* [DATA FOR PROCESSING]:
___

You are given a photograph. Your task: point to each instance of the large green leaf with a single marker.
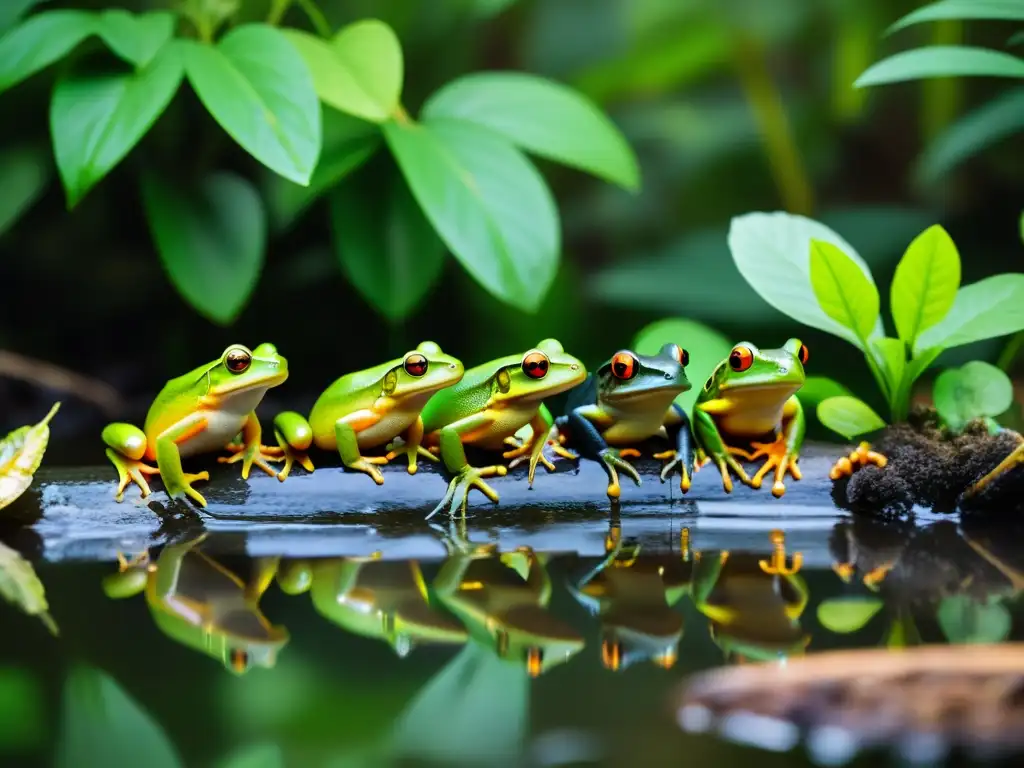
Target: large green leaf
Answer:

___

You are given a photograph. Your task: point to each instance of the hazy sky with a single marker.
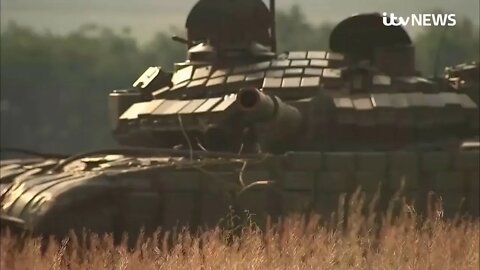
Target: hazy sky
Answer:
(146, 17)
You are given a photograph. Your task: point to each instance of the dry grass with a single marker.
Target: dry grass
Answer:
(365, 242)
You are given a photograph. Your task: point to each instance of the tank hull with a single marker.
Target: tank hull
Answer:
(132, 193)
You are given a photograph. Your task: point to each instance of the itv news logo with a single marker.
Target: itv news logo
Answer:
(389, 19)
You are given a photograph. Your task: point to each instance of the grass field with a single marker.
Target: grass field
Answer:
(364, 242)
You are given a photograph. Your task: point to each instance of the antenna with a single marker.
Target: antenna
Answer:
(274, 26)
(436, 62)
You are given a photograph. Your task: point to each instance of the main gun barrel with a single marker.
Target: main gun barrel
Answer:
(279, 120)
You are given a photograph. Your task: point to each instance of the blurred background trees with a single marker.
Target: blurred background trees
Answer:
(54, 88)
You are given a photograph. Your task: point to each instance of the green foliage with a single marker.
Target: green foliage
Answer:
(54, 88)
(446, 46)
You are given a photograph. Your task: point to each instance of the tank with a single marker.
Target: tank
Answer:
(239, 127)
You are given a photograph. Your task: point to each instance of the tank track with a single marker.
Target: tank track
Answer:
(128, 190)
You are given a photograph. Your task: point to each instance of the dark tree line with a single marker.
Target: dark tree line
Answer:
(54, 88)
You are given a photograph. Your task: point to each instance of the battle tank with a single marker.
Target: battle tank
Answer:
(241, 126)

___

* [YOUR INSTRUCTIONS]:
The required output is the stretch of entries above from the line containing "Target: grass field" through the line containing "trees with a single marker.", reproduced exactly.

* [RESPONSE AREA]:
Target: grass field
Answer:
(364, 242)
You are given a photograph. Your task: point to each instance of the antenna with a single marker.
Target: antenna
Answer:
(274, 26)
(436, 62)
You are given a photograph. Your task: point to each instance of the main gun barrel with a single marker.
Target: main gun barrel
Answer:
(279, 120)
You are given a photograph. Your task: point to each instance of the blurred background trees with a single marker.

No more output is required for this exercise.